• Objetivo:
Extraia do material abaixo todas as linhas, sem mudar nenhuma letra nem número. Deixe as imagens de fora da resposta.

• Material da tarefa:
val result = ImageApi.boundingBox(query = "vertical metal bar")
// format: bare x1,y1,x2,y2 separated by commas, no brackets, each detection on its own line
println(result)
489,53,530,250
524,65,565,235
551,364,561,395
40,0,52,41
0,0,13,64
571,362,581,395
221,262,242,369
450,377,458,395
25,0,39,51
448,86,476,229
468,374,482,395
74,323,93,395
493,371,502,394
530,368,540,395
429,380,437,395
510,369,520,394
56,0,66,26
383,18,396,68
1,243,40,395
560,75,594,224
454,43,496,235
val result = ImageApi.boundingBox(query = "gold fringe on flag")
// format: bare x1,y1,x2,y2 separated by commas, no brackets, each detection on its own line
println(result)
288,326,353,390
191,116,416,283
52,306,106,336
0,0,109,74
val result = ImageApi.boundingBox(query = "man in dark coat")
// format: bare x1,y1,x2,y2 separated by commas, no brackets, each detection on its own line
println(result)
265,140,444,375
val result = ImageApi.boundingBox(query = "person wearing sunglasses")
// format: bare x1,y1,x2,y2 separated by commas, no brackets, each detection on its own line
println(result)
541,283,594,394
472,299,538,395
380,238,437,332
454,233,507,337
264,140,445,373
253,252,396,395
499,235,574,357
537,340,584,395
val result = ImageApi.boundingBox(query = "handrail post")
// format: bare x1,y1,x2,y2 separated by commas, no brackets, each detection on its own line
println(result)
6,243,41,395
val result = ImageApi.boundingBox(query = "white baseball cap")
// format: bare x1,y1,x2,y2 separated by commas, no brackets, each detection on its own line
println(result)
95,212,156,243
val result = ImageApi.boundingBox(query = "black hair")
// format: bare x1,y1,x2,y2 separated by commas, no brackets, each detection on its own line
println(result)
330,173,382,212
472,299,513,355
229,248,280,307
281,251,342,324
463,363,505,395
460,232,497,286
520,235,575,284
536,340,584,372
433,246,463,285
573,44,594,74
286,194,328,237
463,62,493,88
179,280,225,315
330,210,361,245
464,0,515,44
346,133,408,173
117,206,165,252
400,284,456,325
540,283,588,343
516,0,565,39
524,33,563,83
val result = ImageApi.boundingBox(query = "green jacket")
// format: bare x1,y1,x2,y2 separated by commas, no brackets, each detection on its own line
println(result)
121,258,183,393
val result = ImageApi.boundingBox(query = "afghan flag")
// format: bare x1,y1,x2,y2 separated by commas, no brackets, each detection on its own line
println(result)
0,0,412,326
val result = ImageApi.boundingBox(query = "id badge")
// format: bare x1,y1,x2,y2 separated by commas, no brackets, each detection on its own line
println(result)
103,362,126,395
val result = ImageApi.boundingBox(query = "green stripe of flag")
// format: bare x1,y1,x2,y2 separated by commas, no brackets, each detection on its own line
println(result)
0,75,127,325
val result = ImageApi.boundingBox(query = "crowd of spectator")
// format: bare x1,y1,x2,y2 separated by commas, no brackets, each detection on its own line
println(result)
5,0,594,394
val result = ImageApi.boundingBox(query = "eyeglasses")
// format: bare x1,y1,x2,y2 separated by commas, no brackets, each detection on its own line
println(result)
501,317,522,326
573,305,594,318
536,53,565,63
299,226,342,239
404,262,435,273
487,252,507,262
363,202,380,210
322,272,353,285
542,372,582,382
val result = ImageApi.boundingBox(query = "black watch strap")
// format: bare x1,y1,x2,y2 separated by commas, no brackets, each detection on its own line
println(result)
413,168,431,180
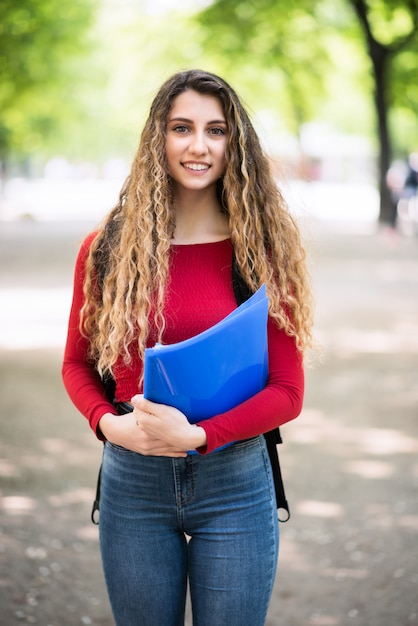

• A resposta:
val result = ImageApi.boundingBox(query = "vertical metal bar")
// format: bare x1,y1,x2,y2 separated by commas, no brackets, each detection on its own line
println(result)
489,53,530,250
524,65,565,235
551,364,561,395
40,0,52,41
0,0,13,64
571,362,581,395
221,262,242,369
450,377,458,395
25,0,39,51
448,86,476,229
468,374,482,395
74,323,93,395
493,371,502,394
530,368,540,395
429,380,437,395
510,369,520,394
56,0,66,26
383,18,396,68
1,243,40,395
560,75,594,224
454,43,496,235
val result = ImageApi.boundingBox(query = "gold fringe on flag")
// format: bare x1,y1,x2,y2 separated by commas, no brackets, each detection on its own line
println(result)
288,326,353,390
191,116,416,283
52,306,106,336
0,0,109,74
val result = ImageApi.boundingBox(query = "man in dark coat")
// format: bare x1,y1,x2,y2 separated by commas, no brackets, each detection on its own line
println(result)
265,140,444,375
val result = ImageApi.boundingBox(query = "person wearing sunglasses")
// format: bare x1,y1,x2,y2 separated by commas, no brackets, each detection on its own line
println(result)
541,283,594,394
472,299,538,395
380,238,437,332
454,233,507,337
264,140,445,373
253,252,396,395
499,235,574,357
537,340,584,395
val result = ImageApi.boundingBox(query = "handrail post")
// format: bare x1,y1,x2,y2 separated by commas, no brackets, each detection on its own line
println(result)
6,243,41,395
val result = ImageApi.boundingBox(query = "white baseball cap")
// format: bare x1,y1,x2,y2 separated by commas, no brackets, each detection on its own line
println(result)
95,212,156,243
val result = ImageApi.boundingBox(query = "black hair")
// format: bare x1,y1,x2,y2 separated by commas, no brackets, each detection on its own line
println(result)
330,173,382,212
472,299,513,355
229,248,280,307
281,251,342,324
463,363,505,395
460,232,497,286
520,235,575,284
536,340,584,372
433,246,463,285
573,44,594,74
286,194,328,237
463,62,493,88
179,280,225,315
330,210,361,245
464,0,515,44
346,133,408,173
117,206,165,252
400,284,456,325
540,283,588,343
516,0,565,39
524,33,563,83
val result = ImageApi.boundingBox(query = "green jacket")
// format: bare x1,y1,x2,y2 separated by commas, no brackets, each detection on its own line
println(result)
121,258,183,393
val result = ImageApi.boundingBox(query = "afghan flag")
// format: bare x1,y1,x2,y2 separated by commas, no brackets, each detection on its own line
println(result)
0,0,412,326
val result = ImageApi.boundingBox(query = "id badge")
// format: bare x1,y1,x2,y2 separated by commas, no brackets, each detection on its own line
println(result)
103,362,126,395
val result = ImageApi.boundingBox(query = "green stripe of flag")
// format: bare x1,y1,x2,y2 separated by commas, no brackets, each detection on its own line
println(result)
0,75,127,325
val result = ImageApi.boundingBox(query = "crowd of spectator")
// format: bare x1,y1,x2,y2 separated by commas, no brackets, each detection on its own line
println(result)
5,0,594,394
val result = ImageApi.boundingBox(query = "eyeglasses")
// format: bare x1,y1,x2,y2 separated by commas, no brackets, each detection on its own line
println(result)
501,317,522,326
573,305,594,318
536,53,565,63
299,226,342,239
404,262,435,273
487,252,507,262
363,202,380,210
322,272,353,285
542,372,582,382
val result = ImageApi.boundingBox(query = "black watch strap")
// format: bare x1,y1,x2,y2 separated by commas, no brackets, each detection on its own line
println(result)
413,168,431,180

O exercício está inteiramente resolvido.